**The request**
Copy out every one of the lines below, character for character, without changing anything.

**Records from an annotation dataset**
• • • • • • •

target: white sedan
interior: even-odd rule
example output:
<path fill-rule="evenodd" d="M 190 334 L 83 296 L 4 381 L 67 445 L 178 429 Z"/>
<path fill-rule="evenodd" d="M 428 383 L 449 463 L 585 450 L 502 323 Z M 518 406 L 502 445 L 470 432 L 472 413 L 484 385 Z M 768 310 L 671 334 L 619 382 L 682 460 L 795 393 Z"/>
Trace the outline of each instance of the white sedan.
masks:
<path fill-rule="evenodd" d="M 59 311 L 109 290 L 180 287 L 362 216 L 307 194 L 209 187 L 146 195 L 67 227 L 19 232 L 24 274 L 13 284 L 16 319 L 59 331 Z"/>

• • • • • • •

**Solution**
target: white sedan
interior: even-odd rule
example output:
<path fill-rule="evenodd" d="M 190 334 L 83 296 L 4 381 L 67 445 L 178 429 Z"/>
<path fill-rule="evenodd" d="M 428 383 L 449 463 L 585 450 L 502 323 Z M 518 406 L 502 445 L 470 432 L 472 413 L 484 385 Z M 768 310 L 671 334 L 619 382 L 682 460 L 795 393 Z"/>
Trace the outline of each instance of the white sedan.
masks:
<path fill-rule="evenodd" d="M 59 311 L 109 290 L 180 287 L 362 216 L 307 194 L 209 187 L 146 195 L 67 227 L 19 232 L 24 274 L 13 284 L 16 319 L 59 331 Z"/>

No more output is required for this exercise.